◆ Text passage ◆
==============================
Beyond the village of the Yanktons the country, on both sides of the river, was low, and, for the most part, destitute of timber; but, in some places, it was covered with cotton-wood, elm, and oak. The weather had been intensely hot; but, in the beginning of September, the wind was violent, and the weather cold and rainy. On the second of this month, the hunters killed four elks, and the whole party was supplied with an abundance of grapes and plums, which grew wild near the river. They this day observed, on the south side of the Missouri, the remains of an ancient Indian fortification, formed chiefly of walls of earth.
==============================
◆ Available records ◆
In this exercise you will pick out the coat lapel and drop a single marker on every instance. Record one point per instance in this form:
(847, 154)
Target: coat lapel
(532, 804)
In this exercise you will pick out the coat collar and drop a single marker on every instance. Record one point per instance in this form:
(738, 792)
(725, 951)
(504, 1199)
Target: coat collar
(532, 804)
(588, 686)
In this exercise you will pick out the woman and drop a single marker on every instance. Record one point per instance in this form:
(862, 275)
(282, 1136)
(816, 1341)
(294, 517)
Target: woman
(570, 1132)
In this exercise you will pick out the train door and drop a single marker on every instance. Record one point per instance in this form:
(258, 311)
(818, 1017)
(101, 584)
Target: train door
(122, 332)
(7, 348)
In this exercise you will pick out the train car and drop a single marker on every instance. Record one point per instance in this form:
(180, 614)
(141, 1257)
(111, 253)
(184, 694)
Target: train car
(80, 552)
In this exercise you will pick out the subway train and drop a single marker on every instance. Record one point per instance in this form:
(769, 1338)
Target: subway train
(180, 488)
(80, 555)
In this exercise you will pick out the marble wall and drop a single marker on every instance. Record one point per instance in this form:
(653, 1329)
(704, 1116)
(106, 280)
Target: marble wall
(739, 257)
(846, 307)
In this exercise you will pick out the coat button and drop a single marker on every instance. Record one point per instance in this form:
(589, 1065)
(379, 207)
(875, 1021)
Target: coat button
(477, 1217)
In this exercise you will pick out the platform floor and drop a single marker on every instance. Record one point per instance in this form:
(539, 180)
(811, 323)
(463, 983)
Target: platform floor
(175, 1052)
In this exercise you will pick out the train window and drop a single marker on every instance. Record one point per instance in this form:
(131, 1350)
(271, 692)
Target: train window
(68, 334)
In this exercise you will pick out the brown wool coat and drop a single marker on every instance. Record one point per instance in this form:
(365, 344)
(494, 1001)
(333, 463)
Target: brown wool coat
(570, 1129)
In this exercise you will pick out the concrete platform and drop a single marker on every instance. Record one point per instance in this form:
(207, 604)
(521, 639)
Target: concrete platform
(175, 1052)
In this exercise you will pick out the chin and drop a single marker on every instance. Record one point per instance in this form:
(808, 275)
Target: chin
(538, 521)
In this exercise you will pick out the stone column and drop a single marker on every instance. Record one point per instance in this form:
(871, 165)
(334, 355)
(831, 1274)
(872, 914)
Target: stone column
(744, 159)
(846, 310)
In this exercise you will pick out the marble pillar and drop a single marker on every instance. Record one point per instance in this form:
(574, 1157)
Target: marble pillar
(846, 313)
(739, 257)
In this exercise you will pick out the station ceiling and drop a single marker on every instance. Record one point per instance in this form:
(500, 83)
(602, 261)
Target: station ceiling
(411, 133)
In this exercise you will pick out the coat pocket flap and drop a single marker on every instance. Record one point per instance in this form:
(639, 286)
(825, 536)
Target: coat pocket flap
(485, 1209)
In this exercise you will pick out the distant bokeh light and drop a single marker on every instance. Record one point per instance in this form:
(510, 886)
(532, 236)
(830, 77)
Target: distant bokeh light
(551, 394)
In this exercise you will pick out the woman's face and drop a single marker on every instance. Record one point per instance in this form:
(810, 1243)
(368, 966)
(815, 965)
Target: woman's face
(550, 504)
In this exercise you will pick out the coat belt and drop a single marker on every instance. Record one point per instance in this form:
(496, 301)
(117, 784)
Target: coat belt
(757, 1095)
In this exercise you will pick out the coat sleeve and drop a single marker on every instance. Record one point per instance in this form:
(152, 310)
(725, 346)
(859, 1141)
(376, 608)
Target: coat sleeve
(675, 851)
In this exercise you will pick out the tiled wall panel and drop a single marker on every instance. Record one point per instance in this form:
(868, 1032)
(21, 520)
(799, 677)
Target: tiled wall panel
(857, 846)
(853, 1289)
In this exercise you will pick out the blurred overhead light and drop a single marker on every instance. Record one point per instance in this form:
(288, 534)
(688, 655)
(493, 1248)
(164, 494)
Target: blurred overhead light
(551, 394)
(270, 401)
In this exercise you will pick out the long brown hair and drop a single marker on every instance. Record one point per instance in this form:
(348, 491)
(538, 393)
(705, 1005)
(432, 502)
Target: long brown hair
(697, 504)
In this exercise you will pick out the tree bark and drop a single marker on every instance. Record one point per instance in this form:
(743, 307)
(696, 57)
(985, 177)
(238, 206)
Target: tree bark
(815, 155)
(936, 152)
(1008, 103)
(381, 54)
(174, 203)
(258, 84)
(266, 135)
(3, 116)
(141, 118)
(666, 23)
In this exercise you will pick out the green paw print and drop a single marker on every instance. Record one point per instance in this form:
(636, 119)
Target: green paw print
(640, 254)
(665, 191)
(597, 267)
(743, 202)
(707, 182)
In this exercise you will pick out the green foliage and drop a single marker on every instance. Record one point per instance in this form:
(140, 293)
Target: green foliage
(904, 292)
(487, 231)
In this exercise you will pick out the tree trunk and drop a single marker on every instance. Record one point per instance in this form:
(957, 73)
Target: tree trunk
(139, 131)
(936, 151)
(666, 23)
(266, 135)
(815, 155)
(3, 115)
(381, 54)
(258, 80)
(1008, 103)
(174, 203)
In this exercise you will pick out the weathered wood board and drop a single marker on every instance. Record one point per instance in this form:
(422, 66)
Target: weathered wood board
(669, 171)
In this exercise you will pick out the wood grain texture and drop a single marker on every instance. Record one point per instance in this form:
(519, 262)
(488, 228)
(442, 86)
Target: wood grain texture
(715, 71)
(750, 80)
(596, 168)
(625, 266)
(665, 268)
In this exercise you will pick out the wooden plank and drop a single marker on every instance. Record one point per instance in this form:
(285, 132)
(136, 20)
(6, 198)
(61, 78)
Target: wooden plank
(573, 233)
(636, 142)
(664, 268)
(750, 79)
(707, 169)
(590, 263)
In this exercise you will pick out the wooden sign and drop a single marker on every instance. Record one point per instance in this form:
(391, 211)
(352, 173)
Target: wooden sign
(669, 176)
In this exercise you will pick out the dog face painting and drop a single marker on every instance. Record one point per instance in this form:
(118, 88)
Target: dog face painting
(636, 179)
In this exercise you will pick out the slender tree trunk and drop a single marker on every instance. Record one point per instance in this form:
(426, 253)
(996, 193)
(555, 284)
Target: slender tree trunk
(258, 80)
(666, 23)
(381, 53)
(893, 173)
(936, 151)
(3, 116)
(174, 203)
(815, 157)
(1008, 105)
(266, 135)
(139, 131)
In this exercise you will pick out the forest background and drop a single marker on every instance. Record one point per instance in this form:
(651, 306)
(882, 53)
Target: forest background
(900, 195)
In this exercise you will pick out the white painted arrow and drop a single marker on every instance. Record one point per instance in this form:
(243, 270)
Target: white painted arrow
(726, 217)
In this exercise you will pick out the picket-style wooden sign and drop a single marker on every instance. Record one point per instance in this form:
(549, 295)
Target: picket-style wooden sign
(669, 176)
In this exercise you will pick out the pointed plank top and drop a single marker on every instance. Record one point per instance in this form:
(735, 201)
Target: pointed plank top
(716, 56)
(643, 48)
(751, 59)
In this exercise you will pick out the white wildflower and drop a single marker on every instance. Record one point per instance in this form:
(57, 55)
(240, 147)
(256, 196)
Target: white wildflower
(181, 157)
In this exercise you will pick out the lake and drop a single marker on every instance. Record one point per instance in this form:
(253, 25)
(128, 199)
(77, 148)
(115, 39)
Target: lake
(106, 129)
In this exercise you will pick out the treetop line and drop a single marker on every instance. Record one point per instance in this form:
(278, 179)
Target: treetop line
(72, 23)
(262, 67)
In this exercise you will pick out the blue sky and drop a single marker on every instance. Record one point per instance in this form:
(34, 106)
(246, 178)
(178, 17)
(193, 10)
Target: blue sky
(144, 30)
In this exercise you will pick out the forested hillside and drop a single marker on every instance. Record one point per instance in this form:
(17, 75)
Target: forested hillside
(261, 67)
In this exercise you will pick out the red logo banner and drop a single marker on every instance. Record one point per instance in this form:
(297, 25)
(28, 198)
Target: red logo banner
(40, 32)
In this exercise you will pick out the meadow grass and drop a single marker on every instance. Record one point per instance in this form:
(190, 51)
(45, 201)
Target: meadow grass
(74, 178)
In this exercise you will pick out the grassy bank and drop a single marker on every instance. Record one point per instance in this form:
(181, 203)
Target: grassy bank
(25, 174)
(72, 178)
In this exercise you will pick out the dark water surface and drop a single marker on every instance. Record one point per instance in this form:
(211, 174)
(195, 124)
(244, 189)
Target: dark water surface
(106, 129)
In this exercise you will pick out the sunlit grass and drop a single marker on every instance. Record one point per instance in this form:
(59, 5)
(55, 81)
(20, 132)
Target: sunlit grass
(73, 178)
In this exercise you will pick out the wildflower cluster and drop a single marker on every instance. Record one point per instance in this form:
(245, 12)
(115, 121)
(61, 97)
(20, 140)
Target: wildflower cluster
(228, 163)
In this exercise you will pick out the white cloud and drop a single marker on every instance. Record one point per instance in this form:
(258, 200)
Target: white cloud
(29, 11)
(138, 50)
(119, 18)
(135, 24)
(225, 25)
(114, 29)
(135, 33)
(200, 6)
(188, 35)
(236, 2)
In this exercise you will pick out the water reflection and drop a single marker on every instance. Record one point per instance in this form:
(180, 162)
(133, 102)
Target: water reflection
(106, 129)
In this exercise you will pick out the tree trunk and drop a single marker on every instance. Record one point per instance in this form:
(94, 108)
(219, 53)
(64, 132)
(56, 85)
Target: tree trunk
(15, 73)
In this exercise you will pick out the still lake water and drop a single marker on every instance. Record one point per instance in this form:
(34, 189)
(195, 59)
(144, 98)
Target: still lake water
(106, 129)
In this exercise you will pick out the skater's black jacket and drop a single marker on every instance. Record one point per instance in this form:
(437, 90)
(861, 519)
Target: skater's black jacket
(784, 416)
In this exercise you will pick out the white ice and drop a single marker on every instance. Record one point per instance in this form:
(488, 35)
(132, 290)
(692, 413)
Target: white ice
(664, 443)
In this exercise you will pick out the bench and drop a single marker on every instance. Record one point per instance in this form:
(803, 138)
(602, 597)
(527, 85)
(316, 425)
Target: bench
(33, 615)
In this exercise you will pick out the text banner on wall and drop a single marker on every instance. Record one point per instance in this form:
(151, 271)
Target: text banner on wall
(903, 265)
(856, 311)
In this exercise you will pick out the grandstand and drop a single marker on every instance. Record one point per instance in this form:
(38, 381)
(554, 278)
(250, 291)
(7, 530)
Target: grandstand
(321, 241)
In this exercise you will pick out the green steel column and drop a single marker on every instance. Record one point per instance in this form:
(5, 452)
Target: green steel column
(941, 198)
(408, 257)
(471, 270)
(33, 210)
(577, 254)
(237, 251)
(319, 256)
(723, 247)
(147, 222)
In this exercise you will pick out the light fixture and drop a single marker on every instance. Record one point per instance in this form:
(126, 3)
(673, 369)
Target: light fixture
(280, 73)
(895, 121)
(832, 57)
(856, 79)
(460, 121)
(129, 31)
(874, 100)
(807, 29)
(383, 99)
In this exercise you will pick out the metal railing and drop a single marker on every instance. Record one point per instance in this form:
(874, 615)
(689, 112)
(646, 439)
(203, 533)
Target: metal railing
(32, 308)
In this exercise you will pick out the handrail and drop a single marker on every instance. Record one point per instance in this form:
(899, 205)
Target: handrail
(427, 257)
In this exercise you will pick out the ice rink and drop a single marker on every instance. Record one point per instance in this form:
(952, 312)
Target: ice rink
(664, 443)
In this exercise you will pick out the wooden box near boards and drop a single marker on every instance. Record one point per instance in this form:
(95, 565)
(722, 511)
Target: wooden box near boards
==============================
◆ Problems ◆
A) Print the part of the Missouri River passage between "Beyond the village" and "walls of earth.", inclusive, word for word.
B) Output the entries between the line holding "In this exercise you will pick out the grandstand" and the final line of the entries, inclusive, reproducing each line unchanged.
The entries have no connection to the Missouri River passage.

◆ The replies ◆
A)
Beyond the village of the Yanktons the country, on both sides of the river, was low, and, for the most part, destitute of timber; but, in some places, it was covered with cotton-wood, elm, and oak. The weather had been intensely hot; but, in the beginning of September, the wind was violent, and the weather cold and rainy. On the second of this month, the hunters killed four elks, and the whole party was supplied with an abundance of grapes and plums, which grew wild near the river. They this day observed, on the south side of the Missouri, the remains of an ancient Indian fortification, formed chiefly of walls of earth.

B)
In this exercise you will pick out the grandstand and drop a single marker on every instance. Record one point per instance in this form:
(38, 381)
(554, 278)
(250, 291)
(7, 530)
Target: grandstand
(321, 241)
In this exercise you will pick out the green steel column and drop a single marker on every instance. Record one point per instance in this form:
(5, 452)
Target: green steel column
(941, 198)
(408, 257)
(471, 270)
(33, 210)
(577, 254)
(237, 251)
(319, 256)
(723, 247)
(147, 222)
In this exercise you will pick out the light fixture and drop a single marker on every instance. Record one point per instance in this form:
(126, 3)
(673, 369)
Target: light fixture
(280, 73)
(895, 121)
(832, 57)
(856, 79)
(460, 121)
(129, 31)
(874, 100)
(807, 29)
(383, 99)
In this exercise you will pick out the metal railing and drop a single marker on every instance. Record one point per instance in this form:
(874, 615)
(689, 112)
(646, 439)
(203, 533)
Target: metal railing
(32, 308)
In this exercise you will pick out the handrail and drop a single marker on every instance. Record one point per instance in this form:
(899, 205)
Target: handrail
(427, 257)
In this exercise you will pick out the ice rink and drop a single marker on every instance. Record one point per instance in this form:
(952, 312)
Target: ice rink
(664, 443)
In this exercise you will pick out the wooden box near boards and drop a single marker on every instance. Record one point per instance in this form:
(95, 565)
(722, 511)
Target: wooden box near boards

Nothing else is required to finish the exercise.